**Entries:**
========

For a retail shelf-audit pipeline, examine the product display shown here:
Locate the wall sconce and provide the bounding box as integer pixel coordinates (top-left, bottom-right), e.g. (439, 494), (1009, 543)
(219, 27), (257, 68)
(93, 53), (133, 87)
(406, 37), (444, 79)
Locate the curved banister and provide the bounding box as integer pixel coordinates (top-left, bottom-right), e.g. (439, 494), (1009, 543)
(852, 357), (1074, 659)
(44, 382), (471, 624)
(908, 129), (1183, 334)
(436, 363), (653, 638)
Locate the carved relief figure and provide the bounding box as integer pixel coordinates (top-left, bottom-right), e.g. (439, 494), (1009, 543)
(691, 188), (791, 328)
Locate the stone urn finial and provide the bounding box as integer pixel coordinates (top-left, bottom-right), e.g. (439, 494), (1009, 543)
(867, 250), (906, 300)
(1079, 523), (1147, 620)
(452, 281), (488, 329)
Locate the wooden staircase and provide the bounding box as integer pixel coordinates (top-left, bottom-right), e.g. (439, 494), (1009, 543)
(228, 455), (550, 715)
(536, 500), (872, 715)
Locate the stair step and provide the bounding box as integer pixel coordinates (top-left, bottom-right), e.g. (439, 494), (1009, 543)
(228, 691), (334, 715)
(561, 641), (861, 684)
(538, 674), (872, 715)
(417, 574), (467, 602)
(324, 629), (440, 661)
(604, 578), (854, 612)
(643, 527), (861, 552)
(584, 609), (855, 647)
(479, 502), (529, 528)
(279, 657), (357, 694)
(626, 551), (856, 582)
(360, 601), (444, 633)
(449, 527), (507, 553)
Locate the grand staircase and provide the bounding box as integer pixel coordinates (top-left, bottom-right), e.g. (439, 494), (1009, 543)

========

Please revise all of the material above, changing every "integer pixel coordinates" to "whole-number pixel coordinates" and leaving everything else unchanged.

**Full solution:**
For a retail shelf-audit pipeline, examine the product display shown here:
Locate the wall sconce and provide the bounding box as whole-number pixel coordinates (top-left, bottom-right), e.g. (439, 494), (1009, 543)
(219, 27), (257, 68)
(93, 53), (133, 87)
(406, 37), (444, 79)
Locate the curved banister and provide the bounding box as whole-number pixel coordinates (top-left, bottom-right), e.g. (439, 494), (1009, 543)
(852, 357), (1074, 659)
(44, 382), (471, 624)
(908, 129), (1183, 334)
(436, 363), (653, 638)
Locate the carved relief figure and provide the bounding box as whole-number pixel coordinates (top-left, bottom-right), e.g. (439, 494), (1009, 543)
(691, 188), (791, 328)
Locate the stone urn finial and provide the bounding box as whole-number pixel coordinates (top-left, bottom-right), e.g. (439, 494), (1009, 543)
(867, 250), (906, 300)
(1079, 523), (1147, 620)
(452, 281), (488, 329)
Locate the wooden staircase and provide the bounding box as whole-number pixel coordinates (top-left, bottom-right), e.g. (439, 494), (1009, 543)
(228, 455), (550, 715)
(536, 500), (872, 715)
Locate the stair step and provide the bounding box as whole-number pixel coordinates (top-left, bottom-right), e.g. (439, 494), (1009, 543)
(228, 691), (334, 715)
(561, 641), (861, 684)
(538, 674), (872, 715)
(417, 574), (467, 602)
(324, 629), (440, 661)
(604, 578), (854, 612)
(643, 527), (861, 552)
(584, 609), (855, 647)
(479, 502), (529, 528)
(279, 657), (357, 694)
(626, 551), (856, 582)
(360, 601), (444, 633)
(449, 527), (507, 553)
Locate the grand staircase and provide the bounding box as whole-number pixel coordinates (top-left, bottom-right), e.g. (439, 494), (1009, 543)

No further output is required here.